#### [GIVEN TASK]
Please present the records below as a numbered list, leaving out any blank lines.

#### [Stored dataset records]
* BEGIN *
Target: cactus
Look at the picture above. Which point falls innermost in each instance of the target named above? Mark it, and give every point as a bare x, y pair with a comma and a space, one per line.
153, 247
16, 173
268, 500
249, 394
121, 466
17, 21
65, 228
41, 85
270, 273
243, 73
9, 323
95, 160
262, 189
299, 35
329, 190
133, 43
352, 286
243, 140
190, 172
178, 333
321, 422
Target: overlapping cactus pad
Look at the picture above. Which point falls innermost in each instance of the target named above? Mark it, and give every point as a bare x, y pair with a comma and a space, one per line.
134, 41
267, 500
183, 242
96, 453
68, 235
* END *
#### [RESPONSE TO THE TASK]
1. Target: cactus
2. Look at the picture above. Which point falls innermost in each instance of the target named above? Mark it, and give every point as a bare x, y pair with a comma and a space, one per line.
3. 153, 247
4. 16, 173
5. 268, 500
6. 249, 394
7. 121, 466
8. 17, 21
9. 65, 228
10. 41, 85
11. 270, 273
12. 243, 73
13. 9, 323
14. 95, 160
15. 262, 189
16. 299, 35
17. 329, 190
18. 133, 43
19. 352, 286
20. 243, 140
21. 190, 172
22. 178, 333
23. 321, 422
24. Target: overlapping cactus pad
25. Look at the picture above. Which point falls innermost in each instance of the target named above? Mark it, and give every point as a bare x, y pair with a comma and a space, one per line.
26. 134, 41
27. 267, 500
28. 183, 242
29. 96, 453
30. 68, 235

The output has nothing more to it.